* _WHAT YOU HAVE TO DO_
Return the records below in full. Keep every word exact and skip the images.
##### PROVIDED DATA
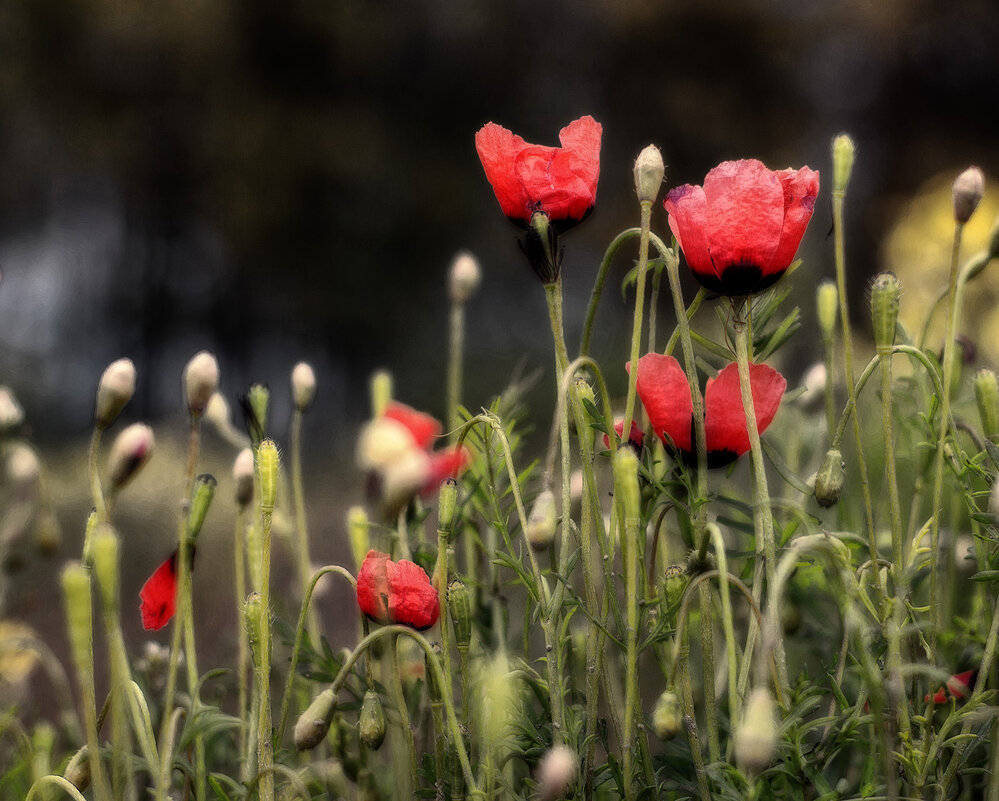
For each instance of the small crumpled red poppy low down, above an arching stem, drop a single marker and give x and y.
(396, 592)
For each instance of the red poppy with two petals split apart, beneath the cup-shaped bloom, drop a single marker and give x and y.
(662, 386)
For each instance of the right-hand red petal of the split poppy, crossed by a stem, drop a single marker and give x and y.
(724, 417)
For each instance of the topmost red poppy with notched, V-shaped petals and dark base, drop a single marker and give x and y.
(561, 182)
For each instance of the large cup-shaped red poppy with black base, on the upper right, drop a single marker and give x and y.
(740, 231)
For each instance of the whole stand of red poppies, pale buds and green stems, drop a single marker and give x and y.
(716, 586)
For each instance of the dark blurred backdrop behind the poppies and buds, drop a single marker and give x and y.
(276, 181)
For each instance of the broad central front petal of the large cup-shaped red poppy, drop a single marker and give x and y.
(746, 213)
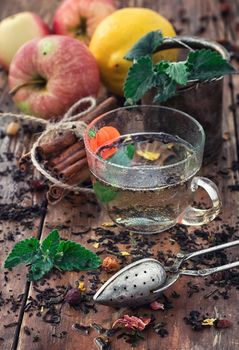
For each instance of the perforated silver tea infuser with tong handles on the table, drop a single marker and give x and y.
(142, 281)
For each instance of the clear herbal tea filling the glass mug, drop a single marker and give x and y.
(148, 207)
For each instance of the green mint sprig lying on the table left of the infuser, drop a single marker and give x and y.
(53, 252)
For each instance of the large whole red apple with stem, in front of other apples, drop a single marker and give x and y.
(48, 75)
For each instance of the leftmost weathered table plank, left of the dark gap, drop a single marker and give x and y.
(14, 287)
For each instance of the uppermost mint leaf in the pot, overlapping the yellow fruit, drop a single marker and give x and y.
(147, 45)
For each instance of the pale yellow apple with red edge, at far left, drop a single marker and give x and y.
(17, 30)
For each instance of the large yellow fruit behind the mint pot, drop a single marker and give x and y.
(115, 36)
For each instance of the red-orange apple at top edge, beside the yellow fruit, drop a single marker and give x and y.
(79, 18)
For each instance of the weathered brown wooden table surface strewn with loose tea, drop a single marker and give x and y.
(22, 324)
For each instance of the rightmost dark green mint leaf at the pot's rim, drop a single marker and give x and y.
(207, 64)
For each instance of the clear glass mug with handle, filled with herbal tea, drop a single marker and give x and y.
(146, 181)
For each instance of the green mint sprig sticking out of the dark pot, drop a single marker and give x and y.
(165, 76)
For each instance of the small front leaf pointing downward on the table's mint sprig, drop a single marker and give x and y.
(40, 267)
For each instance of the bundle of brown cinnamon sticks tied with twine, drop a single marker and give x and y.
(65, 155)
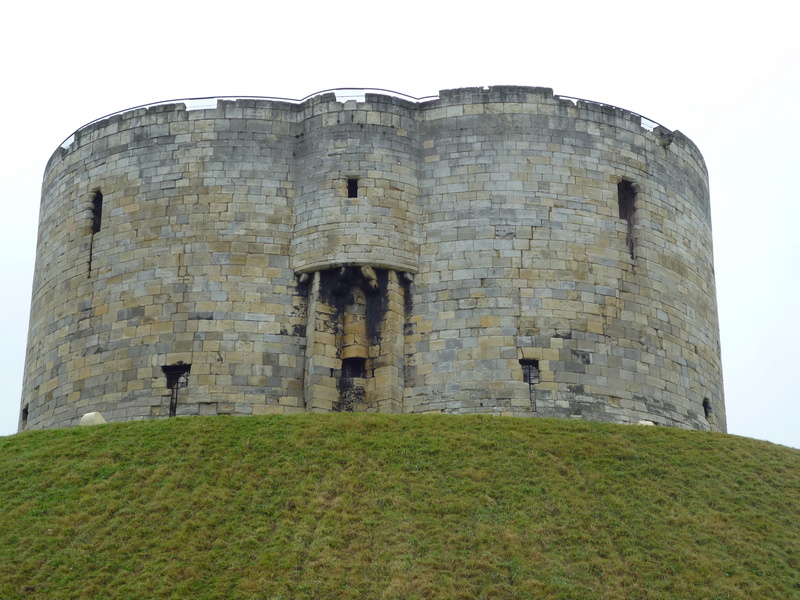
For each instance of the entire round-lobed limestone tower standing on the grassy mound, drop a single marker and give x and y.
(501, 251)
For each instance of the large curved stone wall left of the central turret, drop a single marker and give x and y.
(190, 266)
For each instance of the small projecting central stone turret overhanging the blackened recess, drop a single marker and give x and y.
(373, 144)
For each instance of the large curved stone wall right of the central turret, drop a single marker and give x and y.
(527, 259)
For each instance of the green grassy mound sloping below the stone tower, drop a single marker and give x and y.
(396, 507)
##########
* _WRITTEN RESPONSE_
For each instance of the small crumpled red poppy low down, above an arching stem, drop a single marker and give x and y.
(396, 592)
For each instance of the red poppy with two petals split apart, beneath the cup-shaped bloom, drop a single marker and give x and y.
(662, 386)
For each instance of the right-hand red petal of the split poppy, crossed by a stem, drop a single marker and give x and y.
(724, 417)
For each instance of the topmost red poppy with notched, V-shaped petals and dark base, drop a single marker and give x and y.
(561, 182)
For each instance of the large cup-shaped red poppy with black base, on the upper right, drop a single marker and give x and y.
(740, 231)
For each instance of the whole stand of red poppies, pale buds and green stems, drop a single marker and give x and y.
(716, 586)
For each instance of the dark blurred backdrop behind the poppies and buds, drop a single marker and give x and y.
(276, 181)
For each instance of the broad central front petal of the large cup-shaped red poppy, drop a single marker and give x and y.
(746, 213)
For each instance of the perforated silver tea infuser with tong handles on the table, drop a single marker and give x and y.
(142, 281)
For each instance of the clear herbal tea filling the glass mug, drop a single marker and give x and y.
(148, 207)
For each instance of the green mint sprig lying on the table left of the infuser, drop a single marker and give x and y.
(53, 252)
For each instance of the large whole red apple with stem, in front of other apples, drop a single marker and give x and y.
(48, 75)
For each instance of the leftmost weathered table plank, left of the dark gap, drop a single marker and give x and y.
(14, 287)
For each instance of the uppermost mint leaf in the pot, overlapping the yellow fruit, drop a single marker and give x and y.
(147, 45)
For each instance of the pale yellow apple with red edge, at far left, drop a single marker and give x and y.
(17, 30)
For each instance of the large yellow fruit behind the mint pot, drop a single marker and give x and y.
(115, 36)
For each instance of the red-orange apple at top edge, beside the yellow fruit, drop a single marker and give x and y.
(79, 18)
For each instance of the weathered brown wooden table surface strewn with loose tea, drop a single marker and give x and y.
(22, 324)
For each instance of the rightmost dark green mint leaf at the pot's rim, drop a single marker and give x and y.
(207, 64)
For each instance of the clear glass mug with handle, filled with herbal tea, drop a single marker and give x and y.
(146, 181)
For each instance of the green mint sprig sticking out of the dark pot, drop a single marker and give x and y.
(165, 76)
For each instance of the small front leaf pointing downward on the table's mint sprig, drop a single marker and give x and y.
(40, 267)
For each instance of the bundle of brown cinnamon sticks tied with twine, drop a single marker and give x and y.
(65, 155)
For each instance of the entire round-lobed limestone tower standing on the grassy mound, drop a single marker and give x and y.
(501, 251)
For each instance of the large curved stone wall left of the central turret, drop a single marker and give x and y.
(190, 266)
For each instance of the small projecting central stone turret overhanging the blackened recess, drop a single marker and give x and y.
(373, 144)
For each instance of the large curved stone wall right of the central turret, drop a single marker and give x and y.
(527, 259)
For each instance of the green grassy mound sloping below the stone tower, drop a single marker and give x and y.
(396, 507)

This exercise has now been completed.